● **Tasks to perform**:
1 – According to the article on plasma surface treatment, what range of surface energies do plastics such as polyethylene, polypropylene and PTFE typically have?
2 – List every medical or life science device that the article on plasma surface treatment says is often assembled with adhesives.

● **Page excerpt**:
------------------------------------

By Peter Swanson, Managing Director, Intertronics
Although plasma rarely occurs naturally on Earth, we can still see it in our everyday lives. Lightning, the Northern Lights and the Sun are examples of naturally occurring plasma. Fortunately, plasma can be harnessed – manufacturers use plasma treatment to alter the surface properties of substrates and increase the adherent forces they generate with adhesives and coatings.
Imagine placing a droplet of adhesive onto a horizontal surface. The more the droplet spreads to cover a greater surface area, the greater the wetting of the adhesive to the substrate. Wetting is a prerequisite of adhesion, so a good understanding of the factors that influence it is important for the success of a project. The substrate’s surface energy must be greater than that of the adhesive for the adhesive to wet to the substrate.
Plastics such as polyethylene, polypropylene and polytetrafluoroethylene (PTFE) have low surface energies, typically between 20 and 40mN/m, making them difficult to bond. When the surface energy of a substrate is too low for an adhesive to sufficiently wet to it, plasma can be applied to alter the chemical groups on the surface, increase wettability and create bonding anchors for the adhesive.
Plasma treatment may be done in a closed chamber (low-pressure plasma), or by directing the plasma energy from a nozzle (atmospheric pressure plasma). Nozzle-type plasma treatment devices use a high voltage discharge to produce an electric arc. A gas is directed through the electric arc, which excites the gas particles and converts them into plasma. The plasma then passes through the nozzle onto the substrate to treat it.
As well as increasing the surface energy of a substrate, which increases wettability, plasma cleans surfaces and removes particles of dust that would otherwise impede bonding, printing and coating.
Many manufacturing sectors can benefit from plasma technology on their production lines.
Medical device manufacturing
Adhesives are often used for the assembly of medical and life science devices, including catheters, injection needles, tube sets and filters. Medical device manufacturers may use some specialist plastics, such as polyether ether ketone (PEEK), polyether block amide (PEBA) and styrene-acrylonitrile (SAN), for their specific properties. Some plastics used in the medical and life science industry have very low surface energies, so are difficult to bond; plasma treatment prior to adhesive bonding can be an enabling process.
Manufacturers of medical devices are subject to stringent regulations to ensure the safety of all medical staff and patients. For this reason, adhesive companies often have their medical-related products tested to either the ISO 10993 or USP Class VI standards, or a combination of both, to ensure the cured adhesives are biocompatible and suitable for consideration in these industries.
Increasingly, printed circuit boards (PCBs) are conformally coated to protect them from the environment. Plasma treatment can be used to activate the surface of all the circuit board parts to allow easier bonding and better adhesion of the conformal coating.
Plasma surface treatment is a “dry” process and can replace environmentally damaging chemicals and primers. Plasma can be used for surface cleaning and removal of organic residues or oxidation from PCB surfaces before bonding, sealing, encapsulation or potting, and can clean the surface of the circuit board, the components and the laminate to be contamination free.
When bonding two surfaces together, automotive manufacturers can reap considerable benefits from plasma treatment. For example, modern headlights and taillights use light emitting diodes (LEDs) intended to last the lifetime of the vehicle. To ensure this longevity, bond-lines must keep moisture out effectively. Plasma treatment can be used to ensure uniformity of the adherent force and increase the strength of adhesion, providing a waterproof joint.

------------------------------------

● **Dataset extract**:
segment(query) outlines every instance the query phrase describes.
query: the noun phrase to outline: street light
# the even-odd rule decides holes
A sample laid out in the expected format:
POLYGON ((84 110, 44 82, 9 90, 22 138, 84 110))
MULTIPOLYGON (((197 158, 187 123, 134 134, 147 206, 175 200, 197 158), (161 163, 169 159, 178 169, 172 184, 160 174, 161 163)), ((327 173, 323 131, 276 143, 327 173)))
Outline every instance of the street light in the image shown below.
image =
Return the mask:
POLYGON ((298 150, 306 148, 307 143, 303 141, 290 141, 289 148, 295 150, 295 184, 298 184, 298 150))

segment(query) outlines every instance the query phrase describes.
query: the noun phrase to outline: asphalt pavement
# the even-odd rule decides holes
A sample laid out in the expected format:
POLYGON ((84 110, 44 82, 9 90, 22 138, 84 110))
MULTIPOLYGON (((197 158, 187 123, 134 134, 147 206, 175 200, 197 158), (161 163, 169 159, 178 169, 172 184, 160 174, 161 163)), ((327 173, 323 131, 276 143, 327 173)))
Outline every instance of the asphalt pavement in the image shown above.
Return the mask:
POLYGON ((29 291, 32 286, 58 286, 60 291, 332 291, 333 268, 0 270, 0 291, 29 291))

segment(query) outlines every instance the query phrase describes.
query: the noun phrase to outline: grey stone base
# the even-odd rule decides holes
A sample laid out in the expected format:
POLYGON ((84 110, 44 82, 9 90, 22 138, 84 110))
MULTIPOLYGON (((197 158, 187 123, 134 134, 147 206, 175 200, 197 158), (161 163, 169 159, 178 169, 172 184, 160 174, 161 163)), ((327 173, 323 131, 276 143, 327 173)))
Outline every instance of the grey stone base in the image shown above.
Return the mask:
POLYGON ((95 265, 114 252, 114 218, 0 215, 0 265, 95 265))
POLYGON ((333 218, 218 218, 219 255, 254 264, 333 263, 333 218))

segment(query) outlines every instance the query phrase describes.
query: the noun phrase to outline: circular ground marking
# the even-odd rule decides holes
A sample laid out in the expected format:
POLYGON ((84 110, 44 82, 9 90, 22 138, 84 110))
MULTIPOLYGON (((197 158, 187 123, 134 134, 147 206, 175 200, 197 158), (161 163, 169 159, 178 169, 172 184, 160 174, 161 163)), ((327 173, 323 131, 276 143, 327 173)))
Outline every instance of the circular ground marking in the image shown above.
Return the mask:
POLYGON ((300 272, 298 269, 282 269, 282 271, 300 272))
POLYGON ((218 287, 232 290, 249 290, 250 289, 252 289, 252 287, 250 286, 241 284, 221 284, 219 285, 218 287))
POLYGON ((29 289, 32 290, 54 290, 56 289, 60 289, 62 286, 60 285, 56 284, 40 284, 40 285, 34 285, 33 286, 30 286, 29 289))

------------------------------------

● **List of solutions**:
1 – Typically between 20 and 40mN/m.

2 – Catheters, injection needles, tube sets, filters